____ PASSAGE GIVEN

# Nutcase Vs Rush hour traffic



## Initial P! (Oct 27, 2009)

Madness. I wonder if he/she is still alive


----------



## Boosted (Jun 5, 2008)

Fake, speeded up in places..............apparently.

It's all over the internet, people disputing the validity of it and showing why.


----------



## R32 Combat (Jan 29, 2004)

Reminds me of why I hate motorcyclists.


----------



## Boosted (Jun 5, 2008)

^^^^ I don't imagine any bike rider will be losing any sleep over that.


----------



## R32 Combat (Jan 29, 2004)

Indeed, I sleep on the fact that the cocks are 43 times more likely to die on the roads.


----------



## TAZZMAXX (Mar 9, 2010)

Streethawk lives!


----------



## Initial P! (Oct 27, 2009)

Boosted said:


> Fake, speeded up in places..............apparently.
> 
> It's all over the internet, people disputing the validity of it and showing why.


Does look a little sped up at times now you say that.
Bikers in general don't bother me. Just hate tailgaters and weavers.


----------



## Trev (Nov 1, 2003)

Initial P! said:


> Does look a little sped up at times now you say that.
> Bikers in general don't bother me. Just hate tailgaters and weavers.


Firstly - where the hell was the Police?

Secondly - what a pair of c**ks.

:GrowUp:


----------



## Mikeydinho (Jan 30, 2009)

Yar dis disco tech good yar. What a bellend.


----------



## Nigel-Power (Dec 16, 2009)

________
____ INFORMATION GIVEN

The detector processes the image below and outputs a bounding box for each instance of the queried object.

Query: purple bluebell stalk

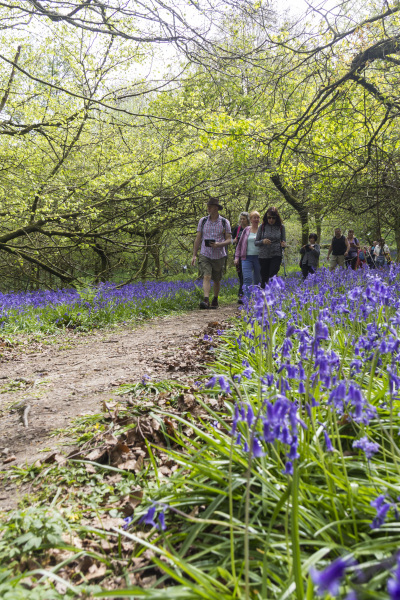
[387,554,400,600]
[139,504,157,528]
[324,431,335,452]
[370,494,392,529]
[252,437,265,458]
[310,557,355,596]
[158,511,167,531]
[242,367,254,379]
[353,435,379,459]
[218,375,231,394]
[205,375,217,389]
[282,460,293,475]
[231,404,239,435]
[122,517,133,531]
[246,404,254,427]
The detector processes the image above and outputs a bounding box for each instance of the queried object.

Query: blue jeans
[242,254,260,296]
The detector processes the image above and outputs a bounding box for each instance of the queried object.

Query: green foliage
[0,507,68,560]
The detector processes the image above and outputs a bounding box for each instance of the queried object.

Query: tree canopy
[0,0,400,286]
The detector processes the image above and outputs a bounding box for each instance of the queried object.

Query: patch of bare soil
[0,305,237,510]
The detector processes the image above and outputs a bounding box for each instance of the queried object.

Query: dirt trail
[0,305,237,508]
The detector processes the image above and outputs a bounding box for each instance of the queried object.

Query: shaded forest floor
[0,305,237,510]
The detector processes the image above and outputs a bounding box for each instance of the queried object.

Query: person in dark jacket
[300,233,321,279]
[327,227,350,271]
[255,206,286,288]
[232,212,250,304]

________
____ INFORMATION GIVEN

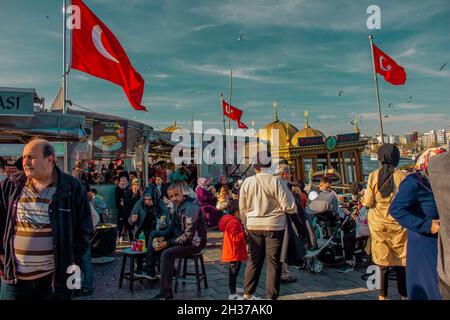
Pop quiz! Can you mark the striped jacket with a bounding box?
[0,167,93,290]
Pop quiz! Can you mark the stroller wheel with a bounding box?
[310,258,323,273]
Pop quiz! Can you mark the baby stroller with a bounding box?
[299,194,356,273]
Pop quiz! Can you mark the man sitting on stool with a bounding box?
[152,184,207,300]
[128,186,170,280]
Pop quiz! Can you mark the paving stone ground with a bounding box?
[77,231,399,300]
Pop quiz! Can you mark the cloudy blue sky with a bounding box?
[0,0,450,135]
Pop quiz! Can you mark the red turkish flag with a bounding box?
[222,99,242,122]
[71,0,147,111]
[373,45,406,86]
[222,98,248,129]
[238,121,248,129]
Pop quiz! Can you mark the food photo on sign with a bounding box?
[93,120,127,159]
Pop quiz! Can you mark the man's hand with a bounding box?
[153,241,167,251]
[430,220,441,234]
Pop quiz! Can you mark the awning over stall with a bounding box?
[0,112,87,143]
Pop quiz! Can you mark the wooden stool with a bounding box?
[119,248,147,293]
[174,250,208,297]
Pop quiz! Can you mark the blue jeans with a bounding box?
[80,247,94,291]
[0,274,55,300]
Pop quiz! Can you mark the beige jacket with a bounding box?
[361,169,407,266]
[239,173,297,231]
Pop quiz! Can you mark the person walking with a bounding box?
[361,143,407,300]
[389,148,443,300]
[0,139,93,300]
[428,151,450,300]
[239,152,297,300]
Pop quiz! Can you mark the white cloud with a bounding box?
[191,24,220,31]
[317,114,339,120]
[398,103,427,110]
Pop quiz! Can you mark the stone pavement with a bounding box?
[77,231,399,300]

________

> WRITTEN PROBLEM A:
Output the part of the "Nutcase Vs Rush hour traffic" thread between "## Trev (Nov" and "pair of c**ks.", inclusive.
> WRITTEN PROBLEM B:
Pick up the "Nutcase Vs Rush hour traffic" thread after its last line and continue it.

> EXERCISE RESULT A:
## Trev (Nov 1, 2003)

Initial P! said:


> Does look a little sped up at times now you say that.
> Bikers in general don't bother me. Just hate tailgaters and weavers.


Firstly - where the hell was the Police?

Secondly - what a pair of c**ks.

> EXERCISE RESULT B:
This video does not seem to be fake or speeded up, it looks genuine to me. it's typical of the madness you'd see on the roads of Moscow, I have been there many times and have seen the madness both in terms of driving and biking first hand. Once a couple of years ago I landed at Shermitova Airport and took one of the Lada taxi's and once we were on the way on the highway, the lada came to a halt, we are in the middle lane of the hightway, the driver comes out of the car and pops the bonnet to have a look what's wrong :chuckle: while cars flying past us at speeds of 50-70 mph. I was sitting at the back seat holding on to dear life scared that some car will ram into us. They do crazy things there I tell ya. There is no such thing as lane discipline, everyone drives everywhere, some decide to drive in between lanes even. I'm surprised in the video the traffic looked more disciplined than I have ever witnessed.


----------



## nick the tubman (Jun 28, 2006)




----------



## andyc (Jul 22, 2007)

Stupid driving, but how slow is that Lotus!


----------



## Initial P! (Oct 27, 2009)

Think nearly everything would look slow against that lambo. Amazes me that people with cars that are clearly 10 tiers below in performance keep trying it on and seem to think they're putting in a noble effort. Why would you record yourself getting raped for performance???:chuckle: Unless he just thinks the dodgy driving is something to behold!


----------



## Nigel-Power (Dec 16, 2009)

R32 Combat said:


> Reminds me of why I hate motorcyclists.


Not all bikers are stupid and a nuisance as they seem, I have had bikes since a young age and I must point out that being considerant for other road users is at upmost consideration for sensible bikers. I believe having experience on riding powerful bikes makes one a much better and safer driver as well. A few idiots should not represent the general motorcyclist community, mostly it's cars which cause danger on the road both for bikes and other motorists. Specially women drivers who are just "blind" and unaware of what's around them. Jump on a bike and experience what it's like out there. You will see how motorists are so inconsiderate of your presence on the road. I actually dislike a lot of careless motorists as it were, and there are plenty of them on the road.


----------



## David-R (Feb 25, 2010)

First vid reminds me of ghost riders lunacy! 

YouTube - Ghost Rider - **** Police


----------



## Fuggles (Jul 3, 2001)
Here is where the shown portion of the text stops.